- Text block -
______
DK-TM4C129X: Estimating uDMA processing time for a scatter gather transfer

Peter Jaquiery

Part Number: DK-TM4C129X

I'm working on a timing critical ADC unloading process which I have working, but with downstream processing taking about 50% longer than I want. The ADC is an 8 channel 18 bit SAR that I'm unloading in about 4.8 us using 20 MHz SPI (QSSI) and uDMA. That gets me a 9 x 16bit block with the 8 x 18bit samples "barber polled" through it. At present I'm using a uDMA memory scatter gather transfer to unpack the 18bit samples into 32bit words. I then left shift the 32bit words to get the data correctly aligned and copy the result to an output queue. The align and copy process takes about 1.5 us with locally optimized code.

However the scatter gather uDMA process seems to take almost 6 us using processor memory with the processor running at 60 MHz. The process makes 8 transfers of 3 bytes each. There is no other DMA processing contending for the bus. Ideally I'd like to the unpack processing under 3 us which lets me run the ADC at 100 kHz.

Does 6 us sound about right for 8 x 3 byte uDMA scatter gather transactions?

What may influence the total transaction time?

My setup code is:

   // Set up scatter gather processing to unpack 18 bit samples from DMA
   // buffer into 32 bit sample block
   uint8_t *byteSource = reinterpret_cast<uint8_t *>(sDMARxBuffer);
   size_t taskIdx = 0;

   while (*inputNums && taskIdx < 8)
      {
      size_t srcByteOffset = (*inputNums - 1) * 18 / 8;

      ++inputNums;
      sSampleXferTable[taskIdx] = uDMATaskStructEntry(
         3, UDMA_SIZE_8,
         UDMA_SRC_INC_8, byteSource + srcByteOffset,
         UDMA_DST_INC_8, sSamplesUnpackBuffer + taskIdx,
         UDMA_ARB_2,
         !*inputNums ? UDMA_MODE_AUTO : UDMA_MODE_MEM_SCATTER_GATHER
         );
      ++taskIdx;
      }

   IntRegister(UDMA_INT_SW, CommitSamples);
   IntEnable(UDMA_INT_SW);
   uDMAChannelAttributeEnable(UDMA_CHANNEL_SW, 0);

   // Give scatter gather DMA processing high priority
   UDMA_PRIOSET_R = 1 << UDMA_CHANNEL_SW;

   // Set up unpack pointers
   uDMAChannelScatterGatherSet(UDMA_CHANNEL_SW, 8, sSampleXferTable, 0);

Is there another way I could solve this problem? One possibility is overlapping the ADC unloading and sample unpacking uDMA processes, but I haven't had much success in making that work.

over 6 years ago

0 Bob Crosby over 6 years ago

TI__Guru 72500 points

Unpacking using scatter/gather will not be very efficient. Since the number of samples is dynamic, you spend the CPU time setting up the task list. Then for every 3 bytes you transfer, you have an additional 3 cycles of uDMA memory to peripheral transfers to load the next task.
______
- Exercise task 1 -
Print the stretch of the uDMA thread from "Is there another" through "the next task." word for word.

- Records supplied -
______
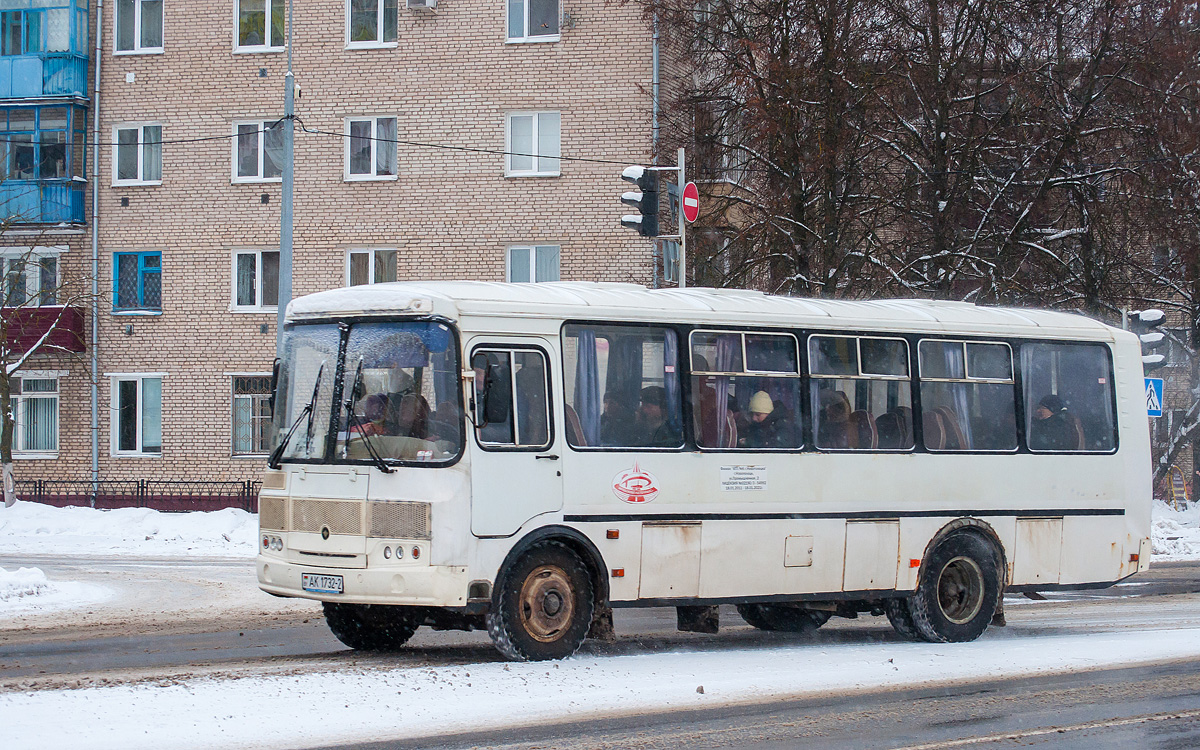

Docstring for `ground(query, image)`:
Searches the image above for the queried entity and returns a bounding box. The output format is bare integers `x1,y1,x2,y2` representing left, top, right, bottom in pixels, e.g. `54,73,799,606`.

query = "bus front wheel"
737,604,829,632
908,533,1000,643
487,541,594,661
324,601,424,652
______
- Exercise task 2 -
Output the stretch of the entries from their beginning through the line containing "737,604,829,632" verbatim, leaving out the picture.

- Worked answer 1 -
Is there another way I could solve this problem? One possibility is overlapping the ADC unloading and sample unpacking uDMA processes, but I haven't had much success in making that work.

over 6 years ago

0 Bob Crosby over 6 years ago

TI__Guru 72500 points

Unpacking using scatter/gather will not be very efficient. Since the number of samples is dynamic, you spend the CPU time setting up the task list. Then for every 3 bytes you transfer, you have an additional 3 cycles of uDMA memory to peripheral transfers to load the next task.

- Worked answer 2 -
Docstring for `ground(query, image)`:
Searches the image above for the queried entity and returns a bounding box. The output format is bare integers `x1,y1,x2,y2` representing left, top, right, bottom in pixels, e.g. `54,73,799,606`.

query = "bus front wheel"
737,604,829,632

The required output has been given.